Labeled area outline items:
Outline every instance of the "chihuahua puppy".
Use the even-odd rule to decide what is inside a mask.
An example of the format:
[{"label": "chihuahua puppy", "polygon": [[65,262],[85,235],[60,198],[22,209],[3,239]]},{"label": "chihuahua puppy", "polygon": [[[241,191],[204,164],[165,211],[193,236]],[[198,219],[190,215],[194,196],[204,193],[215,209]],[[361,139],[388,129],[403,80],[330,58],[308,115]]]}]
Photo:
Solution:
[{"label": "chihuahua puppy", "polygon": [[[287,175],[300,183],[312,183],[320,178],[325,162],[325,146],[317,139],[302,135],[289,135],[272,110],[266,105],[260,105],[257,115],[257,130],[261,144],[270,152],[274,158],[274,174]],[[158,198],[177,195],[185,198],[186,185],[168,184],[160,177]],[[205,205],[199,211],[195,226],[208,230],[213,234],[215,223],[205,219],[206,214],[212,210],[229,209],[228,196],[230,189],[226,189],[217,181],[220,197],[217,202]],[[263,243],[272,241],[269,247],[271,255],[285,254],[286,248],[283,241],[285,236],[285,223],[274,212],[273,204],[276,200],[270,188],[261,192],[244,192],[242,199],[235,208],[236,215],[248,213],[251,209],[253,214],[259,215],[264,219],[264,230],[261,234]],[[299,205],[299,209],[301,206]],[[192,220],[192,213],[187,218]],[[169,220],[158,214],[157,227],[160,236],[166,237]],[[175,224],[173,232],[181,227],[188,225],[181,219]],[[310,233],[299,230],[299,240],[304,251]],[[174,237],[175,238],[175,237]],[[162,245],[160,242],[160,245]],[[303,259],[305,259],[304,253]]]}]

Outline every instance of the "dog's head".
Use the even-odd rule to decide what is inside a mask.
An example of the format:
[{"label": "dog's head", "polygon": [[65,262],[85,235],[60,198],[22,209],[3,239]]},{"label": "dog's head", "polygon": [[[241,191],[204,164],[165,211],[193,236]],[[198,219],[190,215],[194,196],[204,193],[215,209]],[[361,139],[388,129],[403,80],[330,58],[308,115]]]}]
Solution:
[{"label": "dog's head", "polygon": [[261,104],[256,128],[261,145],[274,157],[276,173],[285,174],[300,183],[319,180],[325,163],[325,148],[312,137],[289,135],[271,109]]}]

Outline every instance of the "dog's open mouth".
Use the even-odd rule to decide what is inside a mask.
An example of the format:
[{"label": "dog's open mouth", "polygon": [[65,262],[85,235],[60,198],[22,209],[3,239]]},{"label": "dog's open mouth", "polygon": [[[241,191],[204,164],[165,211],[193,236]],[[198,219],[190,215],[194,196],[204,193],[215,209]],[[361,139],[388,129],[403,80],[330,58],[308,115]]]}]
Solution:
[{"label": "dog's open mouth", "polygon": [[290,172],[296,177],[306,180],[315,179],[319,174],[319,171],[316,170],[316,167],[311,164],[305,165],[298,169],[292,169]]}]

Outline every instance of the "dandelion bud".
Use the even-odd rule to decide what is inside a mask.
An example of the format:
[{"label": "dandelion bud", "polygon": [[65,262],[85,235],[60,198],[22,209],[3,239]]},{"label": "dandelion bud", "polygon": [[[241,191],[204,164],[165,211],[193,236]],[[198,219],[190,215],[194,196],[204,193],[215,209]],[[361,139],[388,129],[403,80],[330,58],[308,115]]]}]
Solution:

Aim: All of the entries above need to be reproduced exactly.

Correct result:
Outline every instance of the "chihuahua puppy".
Use the even-odd rule to decide what is inside a mask.
An example of the format:
[{"label": "chihuahua puppy", "polygon": [[65,262],[85,235],[60,198],[22,209],[3,239]]},{"label": "chihuahua puppy", "polygon": [[[241,191],[204,164],[165,211],[193,236]],[[198,219],[190,215],[194,196],[204,193],[215,209]],[[361,139],[388,129],[403,80],[330,58],[308,115]]]}]
Photo:
Solution:
[{"label": "chihuahua puppy", "polygon": [[[287,175],[300,183],[312,183],[320,178],[325,162],[325,146],[317,139],[302,135],[289,135],[272,110],[266,105],[260,105],[257,115],[257,130],[261,144],[270,152],[274,158],[274,174]],[[158,198],[177,195],[185,198],[186,185],[168,184],[160,177]],[[205,205],[199,211],[195,226],[208,230],[213,234],[215,223],[205,219],[206,214],[212,210],[229,209],[228,196],[230,189],[226,189],[217,181],[220,197],[217,202]],[[263,243],[272,241],[269,247],[271,255],[285,254],[286,248],[283,241],[285,236],[285,223],[274,212],[273,204],[276,200],[270,188],[261,192],[244,192],[242,199],[235,208],[236,215],[248,213],[251,209],[253,214],[259,215],[264,219],[264,230],[261,234]],[[299,205],[299,209],[301,206]],[[192,220],[192,213],[187,218]],[[169,220],[158,214],[157,227],[160,236],[166,237]],[[175,224],[173,232],[181,227],[188,225],[181,219]],[[310,233],[299,230],[299,240],[304,251]],[[174,237],[175,238],[175,237]],[[162,245],[160,242],[160,245]],[[303,259],[305,259],[304,253]]]}]

Outline every instance of the "dog's head".
Use the even-odd rule to decide what is inside a mask.
An example of the format:
[{"label": "dog's head", "polygon": [[65,262],[85,235],[60,198],[22,209],[3,239]]},{"label": "dog's head", "polygon": [[[241,191],[204,164],[165,211],[193,236]],[[198,219],[190,215],[194,196],[204,193],[215,209]],[[361,139],[388,129],[403,80],[330,58],[308,115]]]}]
Solution:
[{"label": "dog's head", "polygon": [[261,104],[256,128],[261,145],[274,157],[276,173],[285,174],[300,183],[319,180],[325,163],[325,148],[312,137],[289,135],[271,109]]}]

Outline every instance of the "dog's open mouth".
Use the even-odd rule to decide what is inside a mask.
An example of the format:
[{"label": "dog's open mouth", "polygon": [[65,262],[85,235],[60,198],[22,209],[3,239]]},{"label": "dog's open mouth", "polygon": [[[241,191],[204,164],[165,211],[193,236]],[[198,219],[190,215],[194,196],[204,193],[215,209]],[[361,139],[388,129],[403,80],[330,58],[308,115]]]}]
Solution:
[{"label": "dog's open mouth", "polygon": [[290,172],[296,177],[306,180],[315,179],[319,174],[319,171],[316,170],[316,167],[311,164],[305,165],[298,169],[292,169]]}]

Outline every instance of the "dandelion bud".
Use the even-odd rule to decide what is inside a mask.
An example of the format:
[{"label": "dandelion bud", "polygon": [[65,262],[85,235],[60,198],[22,209],[3,239]]},{"label": "dandelion bud", "polygon": [[[241,191],[204,164],[165,211],[193,236]],[[198,219],[190,215],[194,196],[204,193],[215,209]],[[361,139],[388,129],[403,80],[330,58],[308,115]]]}]
Solution:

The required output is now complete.